- _Provided data_:
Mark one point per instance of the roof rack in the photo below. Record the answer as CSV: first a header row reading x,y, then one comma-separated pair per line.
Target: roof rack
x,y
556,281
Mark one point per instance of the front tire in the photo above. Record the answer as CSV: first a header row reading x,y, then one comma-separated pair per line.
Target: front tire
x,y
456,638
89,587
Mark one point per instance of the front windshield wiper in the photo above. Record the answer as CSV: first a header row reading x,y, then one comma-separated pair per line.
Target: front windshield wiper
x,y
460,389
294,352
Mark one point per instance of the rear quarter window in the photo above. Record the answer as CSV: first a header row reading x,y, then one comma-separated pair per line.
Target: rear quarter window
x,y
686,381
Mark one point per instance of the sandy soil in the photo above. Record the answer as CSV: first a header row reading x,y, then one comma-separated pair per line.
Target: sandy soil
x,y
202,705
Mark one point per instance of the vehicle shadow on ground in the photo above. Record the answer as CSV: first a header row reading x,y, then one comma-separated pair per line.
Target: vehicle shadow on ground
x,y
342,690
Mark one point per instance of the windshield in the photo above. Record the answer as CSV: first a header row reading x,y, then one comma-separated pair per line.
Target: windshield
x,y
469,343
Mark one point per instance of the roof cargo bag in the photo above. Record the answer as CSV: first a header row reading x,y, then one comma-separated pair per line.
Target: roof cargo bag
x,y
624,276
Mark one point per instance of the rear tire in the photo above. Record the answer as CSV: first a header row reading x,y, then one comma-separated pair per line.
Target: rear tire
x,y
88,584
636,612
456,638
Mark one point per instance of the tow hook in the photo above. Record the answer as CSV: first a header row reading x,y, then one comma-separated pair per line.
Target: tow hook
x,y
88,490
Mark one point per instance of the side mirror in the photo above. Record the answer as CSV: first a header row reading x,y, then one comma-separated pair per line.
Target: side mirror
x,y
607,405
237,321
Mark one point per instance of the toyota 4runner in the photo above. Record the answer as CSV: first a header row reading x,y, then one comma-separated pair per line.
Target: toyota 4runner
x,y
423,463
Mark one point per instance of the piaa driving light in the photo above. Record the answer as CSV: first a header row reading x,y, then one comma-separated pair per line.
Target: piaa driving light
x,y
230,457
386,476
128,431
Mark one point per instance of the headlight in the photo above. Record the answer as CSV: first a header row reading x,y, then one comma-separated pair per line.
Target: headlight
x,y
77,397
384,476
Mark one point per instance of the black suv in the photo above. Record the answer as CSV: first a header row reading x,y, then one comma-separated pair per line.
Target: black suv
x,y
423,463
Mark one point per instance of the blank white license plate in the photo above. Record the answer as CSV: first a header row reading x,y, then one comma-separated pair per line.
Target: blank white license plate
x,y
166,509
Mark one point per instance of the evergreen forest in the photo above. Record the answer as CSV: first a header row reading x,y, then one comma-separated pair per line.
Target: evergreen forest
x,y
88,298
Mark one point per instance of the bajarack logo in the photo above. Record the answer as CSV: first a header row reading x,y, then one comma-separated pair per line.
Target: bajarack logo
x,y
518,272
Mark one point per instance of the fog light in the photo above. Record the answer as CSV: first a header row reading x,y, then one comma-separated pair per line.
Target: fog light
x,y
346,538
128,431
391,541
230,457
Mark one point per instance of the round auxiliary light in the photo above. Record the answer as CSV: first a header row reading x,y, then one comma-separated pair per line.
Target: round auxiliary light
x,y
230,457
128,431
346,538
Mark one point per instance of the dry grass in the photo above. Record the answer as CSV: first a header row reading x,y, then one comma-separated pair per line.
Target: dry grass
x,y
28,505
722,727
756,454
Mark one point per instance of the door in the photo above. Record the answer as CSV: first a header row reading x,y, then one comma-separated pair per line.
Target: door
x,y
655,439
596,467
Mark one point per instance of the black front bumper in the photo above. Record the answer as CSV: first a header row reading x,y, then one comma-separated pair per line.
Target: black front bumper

- _What is asked_:
Reproduce the listing above with every occurrence of "comma-separated" changed to "comma-delimited" and everything else left as it is.

- _Result of this exercise_:
Mark one point per instance of the roof rack in the photo below. Record the answer as CSV: first a header row reading x,y, then one comma-delimited pair per line.
Target: roof rack
x,y
556,281
Mark one point per instance of the front tire in the photo above. Record the answer as CSV: first a header row reading x,y, then one comma-delimited pair per line.
Target: front tire
x,y
456,638
89,587
Mark one point per instance of the front windshield wiper in the photo above. Record the answer as CSV: first a header row reading x,y, then one comma-delimited pair per line.
Target: front windshield wiper
x,y
460,389
294,352
Mark one point per instance of the rear quarter window in the photo above. Record the answer as CSV: first a header row reading x,y, then one comma-delimited pair per line.
Target: rear quarter window
x,y
686,381
Mark one point per instance of the sandy soil in the photo above. Record the answer as CSV: first a header row reading x,y, then one comma-delimited pair per line.
Target: sandy soil
x,y
202,705
Mark one point per instance of the vehicle shadow on ground in the photo above. Record the answer as CSV: first a header row reading x,y, then one comma-delimited pair per line.
Target: vehicle shadow on ground
x,y
342,690
Mark one point per instance of the windshield in the photo above. Record the answer as CSV: first a header row reading x,y, then one comma-delimited pair per line.
Target: windshield
x,y
469,343
Mark one point per instance of the roof cargo bag in the photo above. Record the answer as CSV: first a header row reading x,y, then one comma-delimited pair per line.
Target: roof cargo bag
x,y
624,276
Mark one point per instance of the rear tire in the photo above. Record the answer as CSV: first a header row reading x,y, then one comma-delimited pair per line.
Target: rear tire
x,y
88,584
636,612
456,638
Mark one point per instance of the tow hook in the photo above. Record the answer as CSV: first a header row reading x,y, then one comma-delimited pair per line.
Target: tow hook
x,y
88,490
Mark one point per instance of the side mirror in the photo above. Record the answer as CSV: first a header row reading x,y, then one comma-delimited pair per line.
Target: side mirror
x,y
607,405
237,321
Mark one point per instance of the toyota 4runner in the photo above. Record the answer as CSV: first a header row reading x,y, then one comma-delimited pair per line.
Target: toyota 4runner
x,y
423,463
Mark one point per instance of the piaa driving light in the photo above. Record the answer as CSV: first a header row reading x,y, then one comma-delimited pair per line.
Target: piaa driving light
x,y
230,457
386,476
128,431
Mark one point per instance of the headlight in the photo above. Record the answer as CSV: first a header row reading x,y, then one comma-delimited pair per line.
Target: headlight
x,y
77,397
384,476
Mark one point per instance of the black suv in the photo above. Record the answer as CSV: first a header row reading x,y, then one comma-delimited pair per line.
Target: black suv
x,y
423,463
Mark one point per instance of the blank white license plate in the photo above. Record the answer as CSV: first a header row reading x,y, then one comma-delimited pair per line.
Target: blank white license plate
x,y
166,509
Mark one point per instance of the evergreen forest in the photo above. Record the answer as CSV: first a header row reading x,y, then one comma-delimited pair per line.
Target: evergreen forest
x,y
88,298
Mark one point per instance of the bajarack logo in the photo above. Record the answer as CSV: first a header row reading x,y, then one comma-delimited pair per line.
Target: bajarack logo
x,y
518,272
Mark one point per instance of the fog light in the photo above. Record the answer as CSV: first a header row reading x,y, then one comma-delimited pair per line.
Target: fog light
x,y
346,538
128,431
391,541
230,457
Mark one point per instance of the round auxiliary light in the photo above. Record the answer as CSV: first a header row reading x,y, then one comma-delimited pair per line.
Target: round auxiliary light
x,y
230,457
128,431
346,538
Mark one point per instance of the dry grass in the photo above. Record the answer as CSV: first a header row reading x,y, then one comma-delimited pair per line.
Target: dry grass
x,y
28,505
722,727
756,454
Mark one point per instance of the door in the photo above. Record the answer as CSV: first a header row reading x,y, then one comma-delimited pair per line.
Target: door
x,y
655,439
596,467
Mark one point per instance of the black front bumper in the photo above. Record the answer as CSV: first a header row reading x,y, then one comma-delimited pair per line.
Target: black front bumper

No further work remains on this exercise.